#### DESCRIPTION OF THE TASK
Collect every line in the data below that contains the string "segment" and copy each one unchanged.

========================

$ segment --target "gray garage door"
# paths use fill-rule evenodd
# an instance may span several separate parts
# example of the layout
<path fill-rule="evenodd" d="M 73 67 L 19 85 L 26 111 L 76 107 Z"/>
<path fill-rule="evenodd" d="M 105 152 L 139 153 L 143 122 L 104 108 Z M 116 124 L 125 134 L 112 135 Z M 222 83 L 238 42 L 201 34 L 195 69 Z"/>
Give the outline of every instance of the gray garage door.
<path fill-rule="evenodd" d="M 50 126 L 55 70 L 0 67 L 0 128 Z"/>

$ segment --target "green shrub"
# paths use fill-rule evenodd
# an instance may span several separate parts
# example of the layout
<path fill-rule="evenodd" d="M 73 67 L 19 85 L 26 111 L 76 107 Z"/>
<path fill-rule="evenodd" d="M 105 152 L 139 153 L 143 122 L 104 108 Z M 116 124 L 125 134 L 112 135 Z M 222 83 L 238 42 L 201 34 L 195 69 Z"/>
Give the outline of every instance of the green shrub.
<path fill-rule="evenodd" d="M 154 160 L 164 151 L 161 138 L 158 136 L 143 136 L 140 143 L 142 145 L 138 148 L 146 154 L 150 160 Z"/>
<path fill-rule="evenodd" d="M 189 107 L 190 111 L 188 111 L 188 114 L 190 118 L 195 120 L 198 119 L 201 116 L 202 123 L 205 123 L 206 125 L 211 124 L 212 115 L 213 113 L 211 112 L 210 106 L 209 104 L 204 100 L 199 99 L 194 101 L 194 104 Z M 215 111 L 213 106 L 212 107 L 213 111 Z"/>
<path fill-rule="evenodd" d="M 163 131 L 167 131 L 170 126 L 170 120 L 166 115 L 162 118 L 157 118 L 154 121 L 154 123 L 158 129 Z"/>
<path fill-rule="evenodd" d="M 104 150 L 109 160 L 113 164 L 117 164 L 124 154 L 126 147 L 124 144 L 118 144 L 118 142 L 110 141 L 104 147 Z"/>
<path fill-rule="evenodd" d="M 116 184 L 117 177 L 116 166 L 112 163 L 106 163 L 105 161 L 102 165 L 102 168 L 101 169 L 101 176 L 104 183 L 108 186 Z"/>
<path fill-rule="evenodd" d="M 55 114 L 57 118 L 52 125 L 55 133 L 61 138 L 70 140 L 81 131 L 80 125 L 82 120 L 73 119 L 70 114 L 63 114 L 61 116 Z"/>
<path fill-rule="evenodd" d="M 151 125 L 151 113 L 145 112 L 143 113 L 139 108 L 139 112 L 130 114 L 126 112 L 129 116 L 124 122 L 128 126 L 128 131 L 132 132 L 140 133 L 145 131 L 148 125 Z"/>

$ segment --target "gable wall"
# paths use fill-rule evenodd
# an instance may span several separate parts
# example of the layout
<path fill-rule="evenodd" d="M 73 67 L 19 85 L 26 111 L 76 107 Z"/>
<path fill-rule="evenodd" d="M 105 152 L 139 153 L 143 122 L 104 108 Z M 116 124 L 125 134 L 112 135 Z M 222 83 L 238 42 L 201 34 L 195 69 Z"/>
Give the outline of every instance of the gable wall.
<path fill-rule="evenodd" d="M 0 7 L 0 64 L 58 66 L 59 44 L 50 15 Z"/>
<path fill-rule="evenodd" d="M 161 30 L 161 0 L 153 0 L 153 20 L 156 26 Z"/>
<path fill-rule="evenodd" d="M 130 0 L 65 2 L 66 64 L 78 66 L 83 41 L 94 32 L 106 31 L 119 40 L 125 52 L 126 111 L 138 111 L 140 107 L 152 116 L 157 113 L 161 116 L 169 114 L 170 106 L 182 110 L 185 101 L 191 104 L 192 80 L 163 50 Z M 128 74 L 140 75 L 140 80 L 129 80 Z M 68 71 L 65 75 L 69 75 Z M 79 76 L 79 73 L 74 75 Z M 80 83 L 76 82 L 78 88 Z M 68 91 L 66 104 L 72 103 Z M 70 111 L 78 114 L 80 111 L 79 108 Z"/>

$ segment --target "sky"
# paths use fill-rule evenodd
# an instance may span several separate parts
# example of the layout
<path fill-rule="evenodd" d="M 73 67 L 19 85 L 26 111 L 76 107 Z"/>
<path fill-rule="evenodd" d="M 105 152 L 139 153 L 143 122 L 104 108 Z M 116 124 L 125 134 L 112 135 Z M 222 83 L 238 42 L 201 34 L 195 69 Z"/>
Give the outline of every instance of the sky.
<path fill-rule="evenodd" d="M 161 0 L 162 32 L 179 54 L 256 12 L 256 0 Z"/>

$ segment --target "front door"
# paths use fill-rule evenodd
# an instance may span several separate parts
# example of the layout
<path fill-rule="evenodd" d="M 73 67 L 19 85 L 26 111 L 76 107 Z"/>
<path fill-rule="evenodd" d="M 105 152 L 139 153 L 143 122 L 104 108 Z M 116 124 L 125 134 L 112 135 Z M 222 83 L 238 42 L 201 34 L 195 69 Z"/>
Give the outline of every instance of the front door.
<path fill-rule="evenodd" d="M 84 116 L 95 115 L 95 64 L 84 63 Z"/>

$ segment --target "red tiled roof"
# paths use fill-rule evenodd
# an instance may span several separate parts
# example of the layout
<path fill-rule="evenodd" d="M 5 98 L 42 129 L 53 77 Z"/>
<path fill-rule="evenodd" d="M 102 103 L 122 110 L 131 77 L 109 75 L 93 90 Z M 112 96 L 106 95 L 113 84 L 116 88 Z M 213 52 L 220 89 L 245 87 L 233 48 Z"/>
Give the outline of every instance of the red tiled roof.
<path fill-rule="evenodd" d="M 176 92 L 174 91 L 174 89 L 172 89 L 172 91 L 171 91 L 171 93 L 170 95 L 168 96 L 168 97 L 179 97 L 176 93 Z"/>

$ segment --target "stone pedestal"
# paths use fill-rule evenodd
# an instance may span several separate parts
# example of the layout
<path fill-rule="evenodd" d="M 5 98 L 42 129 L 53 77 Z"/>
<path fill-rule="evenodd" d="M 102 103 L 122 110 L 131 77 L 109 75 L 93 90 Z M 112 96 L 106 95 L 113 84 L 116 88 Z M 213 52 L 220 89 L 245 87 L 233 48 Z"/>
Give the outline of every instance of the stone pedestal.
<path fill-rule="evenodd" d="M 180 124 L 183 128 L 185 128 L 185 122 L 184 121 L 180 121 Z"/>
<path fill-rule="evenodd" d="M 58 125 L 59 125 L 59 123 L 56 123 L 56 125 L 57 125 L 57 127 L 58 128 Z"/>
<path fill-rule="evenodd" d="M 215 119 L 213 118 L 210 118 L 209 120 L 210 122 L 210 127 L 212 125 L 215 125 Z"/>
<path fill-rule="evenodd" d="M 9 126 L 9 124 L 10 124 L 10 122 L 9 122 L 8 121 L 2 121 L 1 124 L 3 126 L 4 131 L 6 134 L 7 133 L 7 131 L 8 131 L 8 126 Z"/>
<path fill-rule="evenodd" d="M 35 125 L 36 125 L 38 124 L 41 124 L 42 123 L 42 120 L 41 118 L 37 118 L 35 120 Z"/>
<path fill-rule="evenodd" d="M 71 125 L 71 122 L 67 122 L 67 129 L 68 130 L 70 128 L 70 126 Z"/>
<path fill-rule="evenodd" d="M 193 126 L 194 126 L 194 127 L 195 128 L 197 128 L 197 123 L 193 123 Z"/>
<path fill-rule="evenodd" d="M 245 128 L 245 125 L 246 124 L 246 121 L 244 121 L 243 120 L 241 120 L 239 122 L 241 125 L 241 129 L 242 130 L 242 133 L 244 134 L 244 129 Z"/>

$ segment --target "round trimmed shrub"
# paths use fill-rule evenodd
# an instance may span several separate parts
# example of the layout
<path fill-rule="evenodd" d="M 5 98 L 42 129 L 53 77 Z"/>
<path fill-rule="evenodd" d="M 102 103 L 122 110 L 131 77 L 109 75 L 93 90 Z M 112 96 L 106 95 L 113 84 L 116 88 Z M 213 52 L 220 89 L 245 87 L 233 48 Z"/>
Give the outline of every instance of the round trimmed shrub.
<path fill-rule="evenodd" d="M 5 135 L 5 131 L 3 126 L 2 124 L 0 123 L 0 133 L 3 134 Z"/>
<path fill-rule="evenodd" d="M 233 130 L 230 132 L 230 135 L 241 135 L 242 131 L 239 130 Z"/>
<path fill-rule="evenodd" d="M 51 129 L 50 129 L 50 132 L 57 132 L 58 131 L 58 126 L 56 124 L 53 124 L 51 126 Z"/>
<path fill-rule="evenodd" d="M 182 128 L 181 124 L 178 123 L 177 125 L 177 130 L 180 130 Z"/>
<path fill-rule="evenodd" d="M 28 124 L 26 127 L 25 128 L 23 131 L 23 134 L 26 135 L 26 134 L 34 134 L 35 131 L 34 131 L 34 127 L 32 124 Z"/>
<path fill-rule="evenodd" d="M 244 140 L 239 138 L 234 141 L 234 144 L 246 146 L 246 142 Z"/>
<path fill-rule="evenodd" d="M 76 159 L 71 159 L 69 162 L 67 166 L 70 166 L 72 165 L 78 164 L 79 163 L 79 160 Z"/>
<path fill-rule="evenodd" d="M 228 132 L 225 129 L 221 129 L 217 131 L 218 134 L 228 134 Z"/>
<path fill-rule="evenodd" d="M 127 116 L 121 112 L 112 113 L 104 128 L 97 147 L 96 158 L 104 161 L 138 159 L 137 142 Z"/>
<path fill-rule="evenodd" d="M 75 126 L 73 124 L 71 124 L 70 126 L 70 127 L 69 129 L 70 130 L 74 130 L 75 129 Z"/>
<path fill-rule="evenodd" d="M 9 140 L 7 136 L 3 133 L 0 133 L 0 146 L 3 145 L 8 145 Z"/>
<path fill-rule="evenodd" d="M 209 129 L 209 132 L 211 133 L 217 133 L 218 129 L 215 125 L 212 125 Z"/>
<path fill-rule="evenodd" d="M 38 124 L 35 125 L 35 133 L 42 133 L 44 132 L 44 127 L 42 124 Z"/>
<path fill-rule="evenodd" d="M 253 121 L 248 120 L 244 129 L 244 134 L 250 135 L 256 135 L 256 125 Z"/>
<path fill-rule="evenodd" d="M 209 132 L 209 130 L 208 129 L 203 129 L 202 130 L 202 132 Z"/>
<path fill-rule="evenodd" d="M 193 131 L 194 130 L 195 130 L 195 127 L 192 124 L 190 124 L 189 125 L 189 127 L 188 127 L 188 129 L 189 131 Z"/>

========================

#### FULL RESPONSE
$ segment --target "gray garage door"
$ segment --target "green shrub"
$ segment --target "gable wall"
$ segment --target "sky"
$ segment --target "front door"
$ segment --target "red tiled roof"
$ segment --target "stone pedestal"
$ segment --target "round trimmed shrub"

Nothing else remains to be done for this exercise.